BEGIN Excerpt to read
It might just be the job you’ve set up, the environment surrounding it, and how (dis)connected it is from the reality of your business.

There’s an interesting rift between company leaders who say, “I’m looking to you, front line employee, to solve our complex issues!” and the front-line employees who say, “I’m looking to you, manager/leader, to give me clear direction on how to solve our complex issues!”

In both cases, each is looking to the other for help. An admirable part of being a team!

In the front-line employees’ case, however, they’re working day and day out on the tasks they’ve been given and have been doing for years.

Leadership often shirks its shared slice of the pie. Having sat in leadership chairs for too long, they’re too removed from the daily work to understand the exact direction. Rather than admit they don’t know how to fix it, rather than admit a gap in knowledge, blame travels up and down so they’re not left holding the hot potato.

Is it any wonder engagement suffers?

So how do you reclaim what you’re able to and fix this?

First, company leadership must have and set a clear vision.

Next, each department, and the department below that, and so on, needs a purpose. If the company is trying to achieve a certain goal, it should be mandatory that each role in the company also has a purpose that serves that vision.

When no connection to the vision exists, no connection between the work and the outcome exists, and engagement is lost.

Yes, everyone has their own personal why they bring to their job, but the company must also provide a why that answers what their job is supposed to do.

So, you cannot stop at a company vision. Each department needs to answer the ‘why’ behind their work and establish purpose.

Continue this connection and then create metrics for the individual.

Company metrics are rear-view mirror summations of what was. But how does the individual know what they’re doing matters or how it moves the needle? How do you measure what will be?

You must create units for each group (or department) that help individuals know what they do and how it impacts company measures. These support why the work matters.
END Excerpt to read
--- Task list ---
a. In one to three sentences, explain why the engagement excerpt says a company vision by itself is not enough.
b. According to the engagement excerpt, what must company leadership do first?
c. Print the part of the engagement excerpt starting at "First, company leadership" and ending at "and establish purpose.".
The listing comes from a separate source, unrelated to the engagement excerpt.
BEGIN Source data
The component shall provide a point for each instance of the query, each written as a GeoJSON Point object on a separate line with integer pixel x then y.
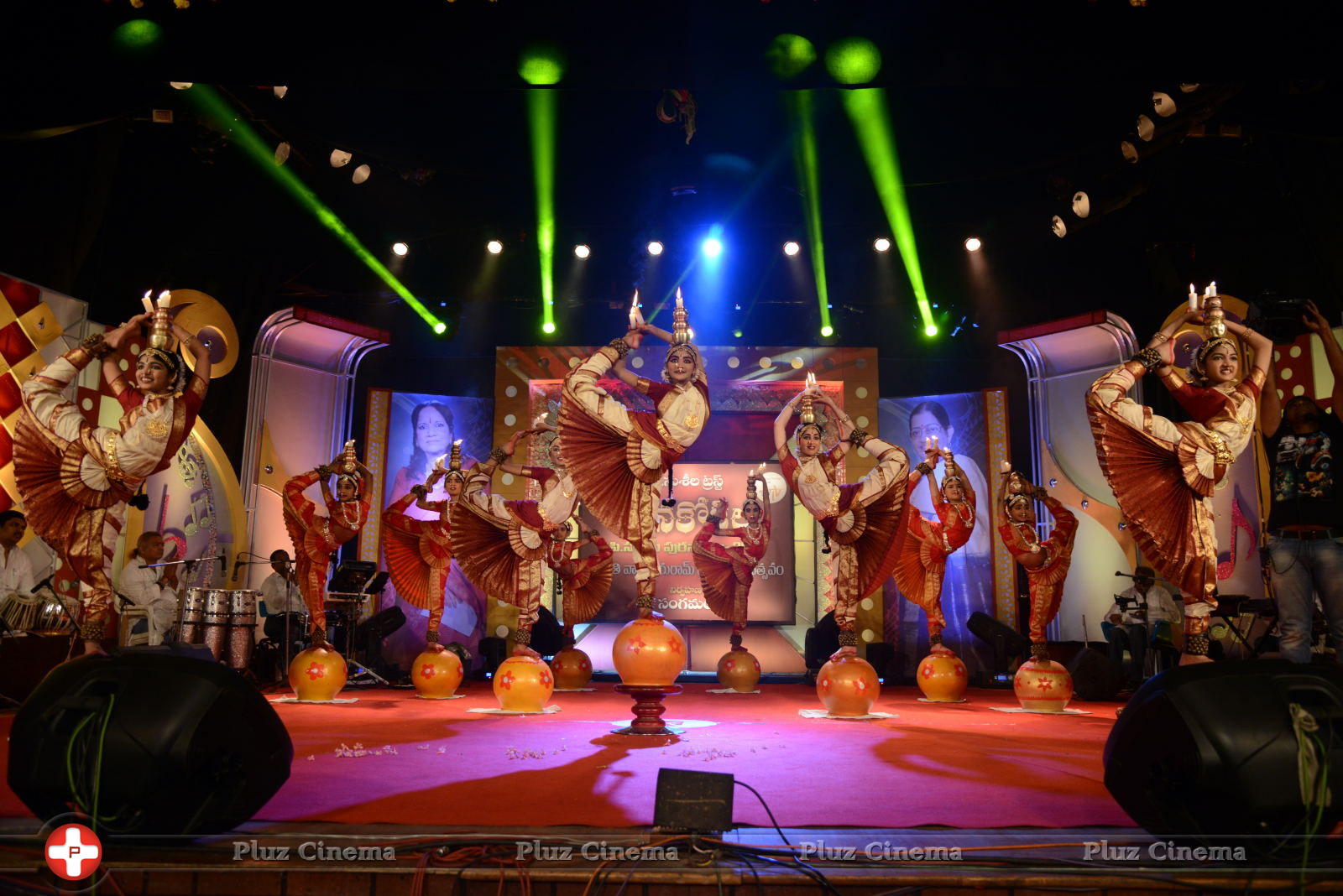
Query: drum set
{"type": "Point", "coordinates": [225, 620]}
END Source data
--- Results for each task ---
a. Each department and role also needs a purpose that serves the vision. Without that connection, there is no connection between the work and the outcome, and engagement is lost.

b. It must have and set a clear vision.

c.
First, company leadership must have and set a clear vision.

Next, each department, and the department below that, and so on, needs a purpose. If the company is trying to achieve a certain goal, it should be mandatory that each role in the company also has a purpose that serves that vision.

When no connection to the vision exists, no connection between the work and the outcome exists, and engagement is lost.

Yes, everyone has their own personal why they bring to their job, but the company must also provide a why that answers what their job is supposed to do.

So, you cannot stop at a company vision. Each department needs to answer the ‘why’ behind their work and establish purpose.